PASSAGE TO READ
+---+

Professor Nicola Dalbeth: potential uses of dual-energy CT in gout

Gout

By Ingrid Torjesen

19 Jun 2018

Prof Nicola Dalbeth

Dual-energy CT can help in the diagnosis and management of gout and shows promise as a prognostic and educational tool, according to Professor Nicola Dalbeth, a rheumatologist at the University of Auckland.

Speaking at EULAR 2018 in Amsterdam, Prof Dalbeth said dual-energy CT could be useful in situations where it is difficult to obtain a sample of aspirated synovial fluid for urate and microscopic examination of the affected joint for crystals. This might occur if it is not possible to insert a needle into the affected joint to retrieve a sample, if the patient is anticoagulated or there is surrounding infection, or when analysis of the aspirated synovial fluid returns a negative result despite a high suspicion of gout.

“Dual-energy CT is a really useful tool then to identify urate crystals and virtually all of those patients who have urate crystal deposition in that situation will also have microscopically proven disease on subsequent testing,” Professor Dalbeth said in an exclusive interview with the limbic.

“It’s really in those situations where there is diagnostic uncertainty. I don’t think dual-energy CT is something we need to do for every patient with gout, but I think it is a really useful tool when we just don’t know or it’s an unusual clinical situation.”

The technique is also useful to assess inaccessible sites, for example to visualise deposits and tophi on the spine, and Professor Dalbeth predicts it will be used in this way more frequently in future.

Another potential use for the dual energy CT is in monitoring the treatment response, she believes. Where a patient has been on urate-lowering therapy for many years, is not experiencing flares and doesn’t have tophi, dual-energy CT may be used to assess whether it is feasible to reduce the dosage of anti-gout medication or stop it completely.

“Scanning patients in that situation to actually demonstrate complete resolution of crystal deposits might provide us with some more kind of therapeutic certainty about that,” she suggests.

“We don’t have good prospective studies to show that that is an appropriate tool, but I think that’s where we’re heading.”

Dual-energy CT may also be of benefit in future as an indicator of likely disease prognosis. Around one in four patients with very high serum urate concentrations will show urate crystal deposition when scanned, notes Professor Dalbeth.

“It may be that those people are more likely to develop disease or are more likely to develop joint damage or flares in future. We really need those prospective studies to determine whether this is a prognostic indicator for people with asymptomatic hyperurcaemia.”

The images of urate crystals produced by dual-energy CT also provide a very powerful educational tool for both physicians and patients.

“I have learnt an enormous amount about the disease by seeing these images,” she says.

Gout has a tendency to be seen as an acute flaring disease, but “when you actually see the scans of people who aren’t flaring and there is crystal deposition I think it really helps us as clinicians and also patients to understand that this is a chronic disease of crystal deposition and actually provide a cognitive rationale for urate lowering therapy long-term,” Professor Dalbeth concludes.

+---+

(Recorded data)
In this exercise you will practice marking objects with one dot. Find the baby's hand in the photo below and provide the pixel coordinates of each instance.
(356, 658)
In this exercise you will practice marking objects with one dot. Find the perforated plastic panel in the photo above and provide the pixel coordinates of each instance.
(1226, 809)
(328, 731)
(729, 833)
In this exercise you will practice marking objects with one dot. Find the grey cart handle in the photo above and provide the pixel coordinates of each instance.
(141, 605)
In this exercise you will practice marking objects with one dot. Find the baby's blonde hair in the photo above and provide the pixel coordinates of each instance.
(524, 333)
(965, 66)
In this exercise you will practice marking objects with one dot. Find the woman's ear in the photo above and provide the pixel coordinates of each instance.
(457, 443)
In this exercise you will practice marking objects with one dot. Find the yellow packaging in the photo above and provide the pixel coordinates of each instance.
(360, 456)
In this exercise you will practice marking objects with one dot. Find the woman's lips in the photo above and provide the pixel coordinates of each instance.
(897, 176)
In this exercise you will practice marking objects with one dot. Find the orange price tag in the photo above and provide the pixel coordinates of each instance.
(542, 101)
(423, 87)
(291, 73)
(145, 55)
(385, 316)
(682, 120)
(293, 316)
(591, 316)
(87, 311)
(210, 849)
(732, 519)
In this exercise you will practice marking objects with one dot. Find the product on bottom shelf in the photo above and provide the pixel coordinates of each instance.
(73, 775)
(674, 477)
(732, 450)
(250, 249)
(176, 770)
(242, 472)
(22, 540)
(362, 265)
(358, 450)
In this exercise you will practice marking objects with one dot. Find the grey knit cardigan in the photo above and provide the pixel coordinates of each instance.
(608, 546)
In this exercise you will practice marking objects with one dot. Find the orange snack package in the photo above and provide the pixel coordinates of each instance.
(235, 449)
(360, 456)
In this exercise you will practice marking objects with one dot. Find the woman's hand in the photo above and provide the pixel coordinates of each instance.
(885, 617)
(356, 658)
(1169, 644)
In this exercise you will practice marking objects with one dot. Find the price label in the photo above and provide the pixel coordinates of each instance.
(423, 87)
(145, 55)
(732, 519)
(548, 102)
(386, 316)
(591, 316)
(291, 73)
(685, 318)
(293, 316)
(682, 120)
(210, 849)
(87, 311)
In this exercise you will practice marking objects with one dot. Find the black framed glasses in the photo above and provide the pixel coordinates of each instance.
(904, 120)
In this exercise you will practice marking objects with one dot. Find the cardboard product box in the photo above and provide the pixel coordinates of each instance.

+---+

ASSIGNMENT
State whether each statement agrees with the article on dual-energy CT in gout, answering yes or no and quoting the deciding words: (a) Professor Dalbeth thinks dual-energy CT should be done for every patient with gout; (b) around one in four patients with very high serum urate concentrations show urate crystal deposition when scanned; (c) good prospective studies already show scanning to be an appropriate tool for monitoring treatment response. The items are not needed for the work that follows.

ANSWER BOX
(a) No: "I don’t think dual-energy CT is something we need to do for every patient with gout"
(b) Yes: "Around one in four patients with very high serum urate concentrations will show urate crystal deposition when scanned"
(c) No: "We don’t have good prospective studies to show that that is an appropriate tool"